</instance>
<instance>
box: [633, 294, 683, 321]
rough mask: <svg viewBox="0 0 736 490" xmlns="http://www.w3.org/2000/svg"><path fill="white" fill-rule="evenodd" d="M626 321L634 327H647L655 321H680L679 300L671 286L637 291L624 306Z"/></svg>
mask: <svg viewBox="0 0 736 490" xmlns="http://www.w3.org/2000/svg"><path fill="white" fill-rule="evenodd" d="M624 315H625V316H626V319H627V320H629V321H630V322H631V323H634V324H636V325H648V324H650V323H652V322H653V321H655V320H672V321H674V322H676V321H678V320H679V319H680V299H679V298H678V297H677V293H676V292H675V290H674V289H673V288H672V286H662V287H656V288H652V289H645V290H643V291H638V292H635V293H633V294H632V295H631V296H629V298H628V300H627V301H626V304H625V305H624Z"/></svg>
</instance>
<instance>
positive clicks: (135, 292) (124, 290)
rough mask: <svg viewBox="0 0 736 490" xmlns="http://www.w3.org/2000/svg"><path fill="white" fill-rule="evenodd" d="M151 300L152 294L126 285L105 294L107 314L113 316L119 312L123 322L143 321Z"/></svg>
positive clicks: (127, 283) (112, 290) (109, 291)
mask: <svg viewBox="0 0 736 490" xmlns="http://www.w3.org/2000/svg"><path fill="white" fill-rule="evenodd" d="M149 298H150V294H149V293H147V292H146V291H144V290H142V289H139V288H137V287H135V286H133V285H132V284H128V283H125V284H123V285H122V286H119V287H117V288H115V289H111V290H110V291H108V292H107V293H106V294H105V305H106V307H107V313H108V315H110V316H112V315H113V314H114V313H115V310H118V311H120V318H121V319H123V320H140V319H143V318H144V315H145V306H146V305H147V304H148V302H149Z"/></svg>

▶ [Description of the task]: Every line between the one that contains "box: [633, 294, 683, 321]" and the last line of the listing, both included, should be retyped exactly, with nothing else added.

▶ [Exercise output]:
box: [633, 294, 683, 321]
rough mask: <svg viewBox="0 0 736 490" xmlns="http://www.w3.org/2000/svg"><path fill="white" fill-rule="evenodd" d="M626 321L634 327H647L655 321H680L679 300L671 286L637 291L624 306Z"/></svg>
mask: <svg viewBox="0 0 736 490" xmlns="http://www.w3.org/2000/svg"><path fill="white" fill-rule="evenodd" d="M624 315H625V316H626V319H627V320H629V321H630V322H631V323H634V324H636V325H648V324H650V323H652V322H653V321H655V320H672V321H674V322H676V321H678V320H679V319H680V299H679V298H678V297H677V293H676V292H675V290H674V289H673V288H672V286H662V287H656V288H652V289H645V290H643V291H638V292H635V293H633V294H632V295H631V296H629V298H628V300H627V301H626V304H625V305H624Z"/></svg>
</instance>
<instance>
positive clicks: (135, 292) (124, 290)
rough mask: <svg viewBox="0 0 736 490" xmlns="http://www.w3.org/2000/svg"><path fill="white" fill-rule="evenodd" d="M151 300L152 294L126 285L105 294L107 314L113 316L119 312L123 322L143 321Z"/></svg>
positive clicks: (127, 283) (112, 290) (109, 291)
mask: <svg viewBox="0 0 736 490" xmlns="http://www.w3.org/2000/svg"><path fill="white" fill-rule="evenodd" d="M149 298H150V294H149V293H147V292H146V291H144V290H142V289H139V288H137V287H135V286H133V285H132V284H128V283H125V284H123V285H122V286H119V287H117V288H115V289H111V290H110V291H108V292H107V293H106V294H105V305H106V307H107V313H108V315H110V316H112V315H113V314H114V313H115V310H118V311H120V318H121V319H123V320H140V319H143V318H144V315H145V306H146V305H147V304H148V302H149Z"/></svg>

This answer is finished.